New Year’s Eve: with the fireworks, loud music, shouts and laughter, and in some areas even the banging of pots and pans or gunfire, our normally sedate pets may feel that their world is under attack. Some pets will go so far as to jump out of windows or bloody their paws trying to escape through locked doors. To help your pet get through the noisy night, consider these tips:
Using Positive Noise to Distract Your Pet
Even if you have not been using noise conditioning before now, you can still try using a distracting noise to help cover up the alarming sounds. Calm classical music can help to relieve many animals’ anxiety. Turn the music up to a comfortable volume; enough to drown out some of the loud party sounds, but not too loud to be disturbing to your pet. Some pets also like to watch TV. If your cat or dog has a favorite show to watch, record it so you can play it for several hours at a time.

● Provided material

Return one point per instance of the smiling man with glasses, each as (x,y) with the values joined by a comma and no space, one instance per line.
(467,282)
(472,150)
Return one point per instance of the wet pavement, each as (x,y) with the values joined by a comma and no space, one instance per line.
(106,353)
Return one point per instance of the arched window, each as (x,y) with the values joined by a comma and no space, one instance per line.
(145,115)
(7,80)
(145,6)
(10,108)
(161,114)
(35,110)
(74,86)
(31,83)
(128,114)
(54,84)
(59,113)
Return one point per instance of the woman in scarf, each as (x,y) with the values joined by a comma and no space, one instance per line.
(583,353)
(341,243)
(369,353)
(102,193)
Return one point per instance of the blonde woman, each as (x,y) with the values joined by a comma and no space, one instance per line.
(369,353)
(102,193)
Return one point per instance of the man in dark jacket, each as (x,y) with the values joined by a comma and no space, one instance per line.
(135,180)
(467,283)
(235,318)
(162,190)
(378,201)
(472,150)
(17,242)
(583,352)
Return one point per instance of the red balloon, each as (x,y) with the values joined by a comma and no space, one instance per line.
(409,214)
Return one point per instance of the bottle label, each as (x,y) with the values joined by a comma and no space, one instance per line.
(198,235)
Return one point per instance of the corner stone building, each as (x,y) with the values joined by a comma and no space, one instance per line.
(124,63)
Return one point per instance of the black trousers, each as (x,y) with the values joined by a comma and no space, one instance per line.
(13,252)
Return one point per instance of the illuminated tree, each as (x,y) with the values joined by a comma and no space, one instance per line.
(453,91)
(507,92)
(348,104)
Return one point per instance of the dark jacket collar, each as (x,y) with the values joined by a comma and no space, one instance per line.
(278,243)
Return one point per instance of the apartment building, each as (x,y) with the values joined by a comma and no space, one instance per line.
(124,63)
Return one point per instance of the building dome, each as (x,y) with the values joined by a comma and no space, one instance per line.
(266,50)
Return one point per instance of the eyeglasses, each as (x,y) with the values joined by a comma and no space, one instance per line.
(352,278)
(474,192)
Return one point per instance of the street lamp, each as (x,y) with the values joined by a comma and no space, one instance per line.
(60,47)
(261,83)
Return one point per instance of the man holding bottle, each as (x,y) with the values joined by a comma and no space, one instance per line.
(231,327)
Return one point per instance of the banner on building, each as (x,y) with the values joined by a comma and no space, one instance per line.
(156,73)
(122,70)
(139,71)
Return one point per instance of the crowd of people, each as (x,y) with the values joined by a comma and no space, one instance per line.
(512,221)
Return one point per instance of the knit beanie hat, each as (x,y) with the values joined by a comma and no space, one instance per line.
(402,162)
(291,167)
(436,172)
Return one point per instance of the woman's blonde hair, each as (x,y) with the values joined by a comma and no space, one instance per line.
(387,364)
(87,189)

● Actions to take
• A. Which New Year's Eve noises does the passage on pets and the holiday name in its first sentence?
• B. Can you carry the passage on pets and New Year's Eve forward from its last sentence?

● Answer list
• A.
- Fireworks
- Loud music
- Shouts and laughter
- The banging of pots and pans
- Gunfire

• B.
Confining Your Pet
Many pets have a favorite hiding place where they go when they are frightened. For some, a crate can lend a feeling of safety and security, but this is not true for all pets. If your cat or dog has not grown up using a crate and is not comfortable with it, he may find it more stressful to be confined and may even injure his teeth or nails trying to get through the crate door. Know your pet. If you cannot use a crate, place him in a room where he cannot hurt himself or damage your belongings.
At other times, get your pet used to hearing loud noises by playing louder types of classical music, with lots of brass and percussion, recordings of thunder storms, and movie soundtracks – Star Wars is a favorite for this exercise. Play the sounds when nothing else is going on. Give your pet treats when he stays calm during the noise, and speak soothingly when he seems a little nervous. Let him know that everything is okay as you go about your normal routine.
Distract Your Pet With Toys and Games
Give your dog or cat some food puzzles to play with during the time when there will be a lot of noise, or get a few new toys for him to play with.
If you have a cat, try spritzing catnip spray on the new toy to keep him interested, and for dogs, stuff a puzzle toy with peanut butter to keep his attention focused.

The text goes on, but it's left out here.